The building on New York’s East Side that used to house Bellevue Psychiatric Hospital has inspired tales of horror from the likes of H.P. Lovecraft and served as the model for Arkham Asylum in fictional Gotham City. For novelist Robin Cook, who interned there in the 1960s, it’s the perfect setting for his latest medical thriller.

“Bellevue” is set in the present day, but hearkens often to the hospital’s controversial and storied past. The plot centers around 23-year-old Mitt Fuller, embarking on his surgical residency at the iconic hospital. Mitt’s “long and impressive medical pedigree” goes back more than 400 years and includes three previous surgeons and a psychiatrist. It’s always been Mitt’s dream to follow in his forefathers’ footsteps.

== == ==

Problem details: Print the stretch of the Bellevue novel text from "The building on" through "latest medical thriller." word for word.

(Recorded data)
== == ==

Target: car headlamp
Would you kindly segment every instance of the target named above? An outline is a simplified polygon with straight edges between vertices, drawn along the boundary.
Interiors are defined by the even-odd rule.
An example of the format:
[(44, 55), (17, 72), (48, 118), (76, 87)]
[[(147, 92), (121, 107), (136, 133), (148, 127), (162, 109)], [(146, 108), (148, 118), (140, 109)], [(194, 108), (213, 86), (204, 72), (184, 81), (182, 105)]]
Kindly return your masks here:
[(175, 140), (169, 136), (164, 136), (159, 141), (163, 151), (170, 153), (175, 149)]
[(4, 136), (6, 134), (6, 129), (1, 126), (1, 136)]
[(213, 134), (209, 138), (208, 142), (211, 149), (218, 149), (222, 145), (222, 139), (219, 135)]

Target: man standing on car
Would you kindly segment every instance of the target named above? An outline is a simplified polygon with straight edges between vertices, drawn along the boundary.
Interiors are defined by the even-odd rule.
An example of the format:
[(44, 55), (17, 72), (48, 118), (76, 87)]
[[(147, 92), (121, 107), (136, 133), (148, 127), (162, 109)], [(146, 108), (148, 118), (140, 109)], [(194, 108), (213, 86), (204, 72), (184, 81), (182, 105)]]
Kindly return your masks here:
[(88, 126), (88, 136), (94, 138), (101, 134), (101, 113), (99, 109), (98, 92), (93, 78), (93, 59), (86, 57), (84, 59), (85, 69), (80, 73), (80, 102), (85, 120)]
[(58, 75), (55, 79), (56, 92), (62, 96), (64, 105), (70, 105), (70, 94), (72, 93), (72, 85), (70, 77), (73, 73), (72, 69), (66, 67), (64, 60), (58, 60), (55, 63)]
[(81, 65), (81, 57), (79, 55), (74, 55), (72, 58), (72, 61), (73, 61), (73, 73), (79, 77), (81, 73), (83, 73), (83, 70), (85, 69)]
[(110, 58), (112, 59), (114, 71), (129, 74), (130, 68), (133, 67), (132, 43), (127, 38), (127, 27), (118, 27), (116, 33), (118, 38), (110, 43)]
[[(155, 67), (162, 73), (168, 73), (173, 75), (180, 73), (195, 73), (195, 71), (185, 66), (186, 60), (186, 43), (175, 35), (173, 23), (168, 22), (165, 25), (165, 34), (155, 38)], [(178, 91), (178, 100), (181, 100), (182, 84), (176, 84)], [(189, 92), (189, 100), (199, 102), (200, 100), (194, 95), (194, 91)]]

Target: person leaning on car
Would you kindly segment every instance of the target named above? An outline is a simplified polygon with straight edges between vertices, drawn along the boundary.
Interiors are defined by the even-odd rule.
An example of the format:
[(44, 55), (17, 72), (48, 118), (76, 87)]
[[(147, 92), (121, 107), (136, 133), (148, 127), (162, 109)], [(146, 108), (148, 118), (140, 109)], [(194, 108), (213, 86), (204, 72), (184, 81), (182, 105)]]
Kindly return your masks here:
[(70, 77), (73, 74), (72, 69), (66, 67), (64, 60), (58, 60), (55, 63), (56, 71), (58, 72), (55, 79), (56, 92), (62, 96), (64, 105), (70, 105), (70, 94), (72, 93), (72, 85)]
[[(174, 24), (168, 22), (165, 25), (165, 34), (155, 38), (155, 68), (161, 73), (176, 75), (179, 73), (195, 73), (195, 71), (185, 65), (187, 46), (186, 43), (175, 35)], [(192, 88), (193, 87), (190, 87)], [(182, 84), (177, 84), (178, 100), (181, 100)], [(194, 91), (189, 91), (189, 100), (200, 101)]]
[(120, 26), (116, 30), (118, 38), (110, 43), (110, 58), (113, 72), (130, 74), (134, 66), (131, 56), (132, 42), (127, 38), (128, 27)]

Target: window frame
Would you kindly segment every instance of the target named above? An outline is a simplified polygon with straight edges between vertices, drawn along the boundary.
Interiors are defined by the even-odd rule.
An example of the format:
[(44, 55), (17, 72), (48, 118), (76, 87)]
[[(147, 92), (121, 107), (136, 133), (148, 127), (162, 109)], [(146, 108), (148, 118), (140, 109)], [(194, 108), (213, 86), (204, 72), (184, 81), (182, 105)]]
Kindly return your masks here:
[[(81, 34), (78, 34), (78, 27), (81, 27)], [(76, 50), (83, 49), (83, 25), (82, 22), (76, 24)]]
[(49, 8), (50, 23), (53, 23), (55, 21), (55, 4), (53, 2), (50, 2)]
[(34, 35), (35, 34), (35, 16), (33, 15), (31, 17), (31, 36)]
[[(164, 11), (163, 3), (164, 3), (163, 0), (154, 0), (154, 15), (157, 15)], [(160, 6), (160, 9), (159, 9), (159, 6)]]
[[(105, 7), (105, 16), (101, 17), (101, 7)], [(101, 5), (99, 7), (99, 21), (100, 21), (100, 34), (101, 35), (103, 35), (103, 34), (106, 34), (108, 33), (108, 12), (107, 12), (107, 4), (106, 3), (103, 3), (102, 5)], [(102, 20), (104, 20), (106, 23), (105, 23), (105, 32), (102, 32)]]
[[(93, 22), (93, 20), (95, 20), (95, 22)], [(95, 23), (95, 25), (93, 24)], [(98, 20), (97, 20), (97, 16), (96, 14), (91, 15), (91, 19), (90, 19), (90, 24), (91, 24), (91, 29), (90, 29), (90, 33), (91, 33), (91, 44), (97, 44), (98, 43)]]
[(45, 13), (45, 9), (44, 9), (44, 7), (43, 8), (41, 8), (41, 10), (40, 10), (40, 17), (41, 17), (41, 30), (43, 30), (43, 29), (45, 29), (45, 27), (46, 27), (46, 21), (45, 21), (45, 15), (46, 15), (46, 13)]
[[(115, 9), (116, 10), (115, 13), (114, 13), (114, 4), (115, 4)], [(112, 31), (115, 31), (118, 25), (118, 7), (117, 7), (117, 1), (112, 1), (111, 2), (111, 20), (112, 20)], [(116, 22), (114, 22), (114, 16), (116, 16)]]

== == ==

Exercise answer:
The building on New York’s East Side that used to house Bellevue Psychiatric Hospital has inspired tales of horror from the likes of H.P. Lovecraft and served as the model for Arkham Asylum in fictional Gotham City. For novelist Robin Cook, who interned there in the 1960s, it’s the perfect setting for his latest medical thriller.